• Task:
Please answer these from the thread on indexing a date field below:
(a) In the first EXPLAIN result, which key is used for the A_items table?
(b) In the second EXPLAIN result, how many rows are estimated for the As table?
(c) According to the reply posted with reputation 6860, which operations get slower with each extra index?

Reputation: 73619
we have a very big database and to ask the question in very simple terms, I am unable to decide whether should I add an index on date field or not.
My query is: should I add an index on date field for table A, which is very large and date (format: 2013-02-26 18:52:23). Following is my query:
SELECT As.id
FROM As INNER JOIN A_items ON A_items.A_id = As.id AND A_items.type IN ('BilledItem', 'CustomerItem')
WHERE (As.A_date BETWEEN '2013-01-15 18:52:23' AND '2013-01-30 18:52:23') AND A_items.category_id in ('20219') and A_items.product_id IN ('ACCDYHGYUDZNY7FZ')
now when I use explain on this it gives me following result:-
*************************** 1. row ***************************
id: 1
select_type: SIMPLE
table: A_items
type: ref
possible_keys: index_A_items_on_A_id,index_A_items_on_product_id,i_type_parent_id_item_type
key: index_A_items_on_product_id
key_len: 258
ref: const
rows: 221122
Extra: Using where
*************************** 2. row ***************************
id: 1
select_type: SIMPLE
table: As
type: eq_ref
possible_keys: PRIMARY
key: PRIMARY
key_len: 8
ref: database.A_items.A_id
rows: 1
Extra: Using where
2 rows in set (0.00 sec)
However, when I remove A_items.product_id IN ('ACCDYHGYUDZNY7FZ') from my query and run this:-
explain
SELECT As.id
FROM As INNER JOIN A_items ON A_items.A_id = As.id AND A_items.type IN ('BilledItem', 'CustomerItem')
WHERE (As.A_date BETWEEN '2013-01-15' AND '2013-01-30') AND A_items.category_id in ('2005')
I get :-
*************************** 1. row ***************************
id: 1
select_type: SIMPLE
table: As
type: ALL
possible_keys: PRIMARY
key: NULL
key_len: NULL
ref: NULL
rows: 15427520 <--Notice this big number
Extra: Using where
*************************** 2. row ***************************
id: 1
select_type: SIMPLE
table: A_items
type: ref
possible_keys: index_A_items_on_A_id,i_type_parent_id_item_type
key: index_A_items_on_A_id
key_len: 8
ref: database.As.id
rows: 1
Extra: Using where
2 rows in set (0.00 sec)
My question is why this big number of rows are not shown in the first query and how to decide whether to add index on date field or not???
Upvotes: 1
Views: 83
Reputation: 6860
It really depends on your data. The best you can do is to try with that index. If index will help depends on the query type(s) and also in this case on the date range. If the selected range is rather small, than index should help. But for example if the table holds data only for 1 month and you select data for 20-25 days, the optimizer might still choose to ignore the index. Optimizer will always try to choose that index which will produce less rows (but it doesn't know it exactly - this is estimated by index cardinality, which can be inaccurate in certain situations).
Having extra indexes doesn't hurt SELECTs, but with each extra index, all INSERTs and UPDATEs get slower as all indexes need to updated also. So if you do relatively few inserts to this table compared to selects, then you can have this extra index even if it is not going to help for this particular query.
Upvotes: 2
Reputation: 3172
I believe that it's electing to do a table-scan, in the second instance, if that number of rows seems reasonably close to the number of rows in your table. This says to me that an index on date might help, because it would choose to pull from the index rather than scanning the entire table.
Upvotes: 1
Reputation: 11579
In the first query you have more query restrictions less table scan. That's why rows number is less. I think adding index on date field should speed up a query (at least it helped me). Why just not to try it?
Upvotes: 1

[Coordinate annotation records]
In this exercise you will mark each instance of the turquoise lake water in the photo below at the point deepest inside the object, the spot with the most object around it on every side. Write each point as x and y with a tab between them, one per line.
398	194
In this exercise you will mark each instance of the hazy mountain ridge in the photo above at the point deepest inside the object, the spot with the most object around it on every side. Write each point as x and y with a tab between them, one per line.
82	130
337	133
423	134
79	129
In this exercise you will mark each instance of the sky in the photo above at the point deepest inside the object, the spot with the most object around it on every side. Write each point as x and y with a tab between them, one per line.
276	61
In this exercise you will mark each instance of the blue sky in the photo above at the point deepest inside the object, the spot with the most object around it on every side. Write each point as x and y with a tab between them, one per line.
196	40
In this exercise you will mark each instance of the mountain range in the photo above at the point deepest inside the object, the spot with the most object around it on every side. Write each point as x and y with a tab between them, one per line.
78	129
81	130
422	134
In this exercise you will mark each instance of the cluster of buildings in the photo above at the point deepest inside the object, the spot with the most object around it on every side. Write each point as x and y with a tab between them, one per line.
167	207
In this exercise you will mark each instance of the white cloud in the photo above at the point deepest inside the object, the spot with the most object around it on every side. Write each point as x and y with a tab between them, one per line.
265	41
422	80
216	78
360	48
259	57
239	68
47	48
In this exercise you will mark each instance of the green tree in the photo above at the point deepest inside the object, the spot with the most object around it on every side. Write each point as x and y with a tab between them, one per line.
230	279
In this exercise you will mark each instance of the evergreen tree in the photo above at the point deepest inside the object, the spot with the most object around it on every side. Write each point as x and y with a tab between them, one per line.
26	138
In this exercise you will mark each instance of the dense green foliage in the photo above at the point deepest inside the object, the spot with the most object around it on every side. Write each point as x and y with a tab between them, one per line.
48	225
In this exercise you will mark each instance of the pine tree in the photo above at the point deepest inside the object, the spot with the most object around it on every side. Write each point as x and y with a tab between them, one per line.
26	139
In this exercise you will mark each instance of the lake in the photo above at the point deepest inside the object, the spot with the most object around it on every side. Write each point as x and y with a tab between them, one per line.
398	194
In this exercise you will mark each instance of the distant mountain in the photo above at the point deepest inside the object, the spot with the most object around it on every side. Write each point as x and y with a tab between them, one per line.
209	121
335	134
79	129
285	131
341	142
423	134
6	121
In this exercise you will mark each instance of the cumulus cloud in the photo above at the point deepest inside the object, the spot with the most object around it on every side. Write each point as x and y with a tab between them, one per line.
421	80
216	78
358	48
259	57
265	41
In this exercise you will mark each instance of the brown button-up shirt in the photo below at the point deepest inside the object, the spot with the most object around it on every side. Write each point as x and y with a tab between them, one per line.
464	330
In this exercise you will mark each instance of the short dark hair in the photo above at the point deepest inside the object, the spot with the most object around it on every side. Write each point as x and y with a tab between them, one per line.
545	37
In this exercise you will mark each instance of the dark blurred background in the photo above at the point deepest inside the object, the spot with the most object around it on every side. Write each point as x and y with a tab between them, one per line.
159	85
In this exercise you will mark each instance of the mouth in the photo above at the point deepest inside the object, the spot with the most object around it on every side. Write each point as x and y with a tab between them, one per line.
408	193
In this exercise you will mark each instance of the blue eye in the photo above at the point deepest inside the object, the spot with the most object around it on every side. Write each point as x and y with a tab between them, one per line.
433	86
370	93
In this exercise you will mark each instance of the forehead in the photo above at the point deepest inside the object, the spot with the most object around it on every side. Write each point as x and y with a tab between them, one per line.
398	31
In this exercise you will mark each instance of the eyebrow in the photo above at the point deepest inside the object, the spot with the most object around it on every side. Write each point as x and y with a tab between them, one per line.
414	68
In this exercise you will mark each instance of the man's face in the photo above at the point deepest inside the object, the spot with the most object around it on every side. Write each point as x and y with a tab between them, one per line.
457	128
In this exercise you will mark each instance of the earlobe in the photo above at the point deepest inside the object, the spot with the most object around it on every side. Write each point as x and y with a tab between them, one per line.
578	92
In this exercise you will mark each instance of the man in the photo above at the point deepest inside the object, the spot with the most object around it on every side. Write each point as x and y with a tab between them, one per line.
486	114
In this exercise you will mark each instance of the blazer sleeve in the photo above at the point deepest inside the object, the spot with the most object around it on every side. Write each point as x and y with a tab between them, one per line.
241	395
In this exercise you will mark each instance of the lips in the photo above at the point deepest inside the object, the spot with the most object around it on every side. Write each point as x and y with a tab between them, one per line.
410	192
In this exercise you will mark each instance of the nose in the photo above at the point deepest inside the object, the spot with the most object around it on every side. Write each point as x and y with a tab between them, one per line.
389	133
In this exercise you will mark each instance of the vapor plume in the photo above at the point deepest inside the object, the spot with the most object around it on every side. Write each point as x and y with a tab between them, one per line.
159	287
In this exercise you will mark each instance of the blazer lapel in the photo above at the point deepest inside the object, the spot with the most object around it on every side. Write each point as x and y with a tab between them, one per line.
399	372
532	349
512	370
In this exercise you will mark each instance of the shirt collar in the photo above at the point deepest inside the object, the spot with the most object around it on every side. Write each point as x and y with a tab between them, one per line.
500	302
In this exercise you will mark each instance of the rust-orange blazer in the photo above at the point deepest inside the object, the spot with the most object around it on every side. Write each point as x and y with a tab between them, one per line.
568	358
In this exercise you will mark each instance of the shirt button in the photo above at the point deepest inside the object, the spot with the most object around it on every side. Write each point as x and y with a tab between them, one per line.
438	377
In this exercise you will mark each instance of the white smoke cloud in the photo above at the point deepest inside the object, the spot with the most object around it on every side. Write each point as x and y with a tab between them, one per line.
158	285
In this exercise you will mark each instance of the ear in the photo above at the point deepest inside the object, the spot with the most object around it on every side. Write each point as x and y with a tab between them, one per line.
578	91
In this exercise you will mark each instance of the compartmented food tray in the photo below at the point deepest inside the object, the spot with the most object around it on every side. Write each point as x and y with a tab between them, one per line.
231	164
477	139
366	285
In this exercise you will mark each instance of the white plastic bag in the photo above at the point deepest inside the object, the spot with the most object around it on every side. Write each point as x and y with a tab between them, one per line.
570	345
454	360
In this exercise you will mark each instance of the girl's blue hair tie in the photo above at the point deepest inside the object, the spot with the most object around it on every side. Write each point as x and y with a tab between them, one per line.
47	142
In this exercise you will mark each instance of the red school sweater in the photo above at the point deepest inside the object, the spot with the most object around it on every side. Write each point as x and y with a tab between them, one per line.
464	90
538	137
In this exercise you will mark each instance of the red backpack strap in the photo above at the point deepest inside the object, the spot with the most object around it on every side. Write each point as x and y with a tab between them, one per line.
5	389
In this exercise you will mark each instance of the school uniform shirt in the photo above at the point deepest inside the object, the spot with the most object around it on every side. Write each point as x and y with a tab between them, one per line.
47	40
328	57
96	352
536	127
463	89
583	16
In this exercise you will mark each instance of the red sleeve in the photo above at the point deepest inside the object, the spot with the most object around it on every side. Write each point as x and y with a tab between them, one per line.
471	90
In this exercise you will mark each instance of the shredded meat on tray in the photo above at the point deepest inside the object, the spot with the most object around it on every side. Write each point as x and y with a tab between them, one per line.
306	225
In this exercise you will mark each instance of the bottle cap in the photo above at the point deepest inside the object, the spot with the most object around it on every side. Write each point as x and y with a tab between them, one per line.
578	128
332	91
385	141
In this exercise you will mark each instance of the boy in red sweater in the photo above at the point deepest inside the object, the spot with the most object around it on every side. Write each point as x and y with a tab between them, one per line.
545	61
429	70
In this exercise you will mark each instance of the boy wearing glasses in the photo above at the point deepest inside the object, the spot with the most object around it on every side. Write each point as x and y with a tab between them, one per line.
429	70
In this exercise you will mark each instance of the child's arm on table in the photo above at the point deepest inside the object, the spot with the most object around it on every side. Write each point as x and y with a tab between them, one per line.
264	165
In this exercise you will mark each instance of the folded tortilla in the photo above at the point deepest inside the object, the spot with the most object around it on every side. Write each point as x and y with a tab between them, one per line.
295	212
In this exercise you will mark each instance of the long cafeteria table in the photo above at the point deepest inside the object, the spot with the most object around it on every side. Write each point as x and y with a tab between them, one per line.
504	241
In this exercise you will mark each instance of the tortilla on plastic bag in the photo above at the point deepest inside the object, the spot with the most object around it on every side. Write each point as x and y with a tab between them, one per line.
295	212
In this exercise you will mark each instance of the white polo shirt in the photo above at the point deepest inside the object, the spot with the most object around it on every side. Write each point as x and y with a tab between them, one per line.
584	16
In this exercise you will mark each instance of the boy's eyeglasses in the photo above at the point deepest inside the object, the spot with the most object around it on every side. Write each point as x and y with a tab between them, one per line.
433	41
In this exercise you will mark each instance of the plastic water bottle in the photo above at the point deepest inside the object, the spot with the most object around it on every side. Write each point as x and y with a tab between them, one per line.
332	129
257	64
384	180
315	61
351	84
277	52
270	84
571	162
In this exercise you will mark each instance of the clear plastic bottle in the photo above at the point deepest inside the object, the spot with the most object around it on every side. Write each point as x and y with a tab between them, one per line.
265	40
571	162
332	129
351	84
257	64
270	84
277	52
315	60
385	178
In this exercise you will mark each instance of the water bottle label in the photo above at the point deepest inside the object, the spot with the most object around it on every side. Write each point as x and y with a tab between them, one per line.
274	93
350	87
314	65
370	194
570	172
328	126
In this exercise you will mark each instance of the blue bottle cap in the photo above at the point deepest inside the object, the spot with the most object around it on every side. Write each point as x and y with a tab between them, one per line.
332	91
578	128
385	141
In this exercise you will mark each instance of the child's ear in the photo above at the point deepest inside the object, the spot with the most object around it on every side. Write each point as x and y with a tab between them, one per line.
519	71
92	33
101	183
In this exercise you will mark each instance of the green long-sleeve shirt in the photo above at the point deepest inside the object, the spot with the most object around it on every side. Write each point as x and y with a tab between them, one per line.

• Reply to the task:
(a) index_A_items_on_product_id
(b) 15427520
(c) INSERTs and UPDATEs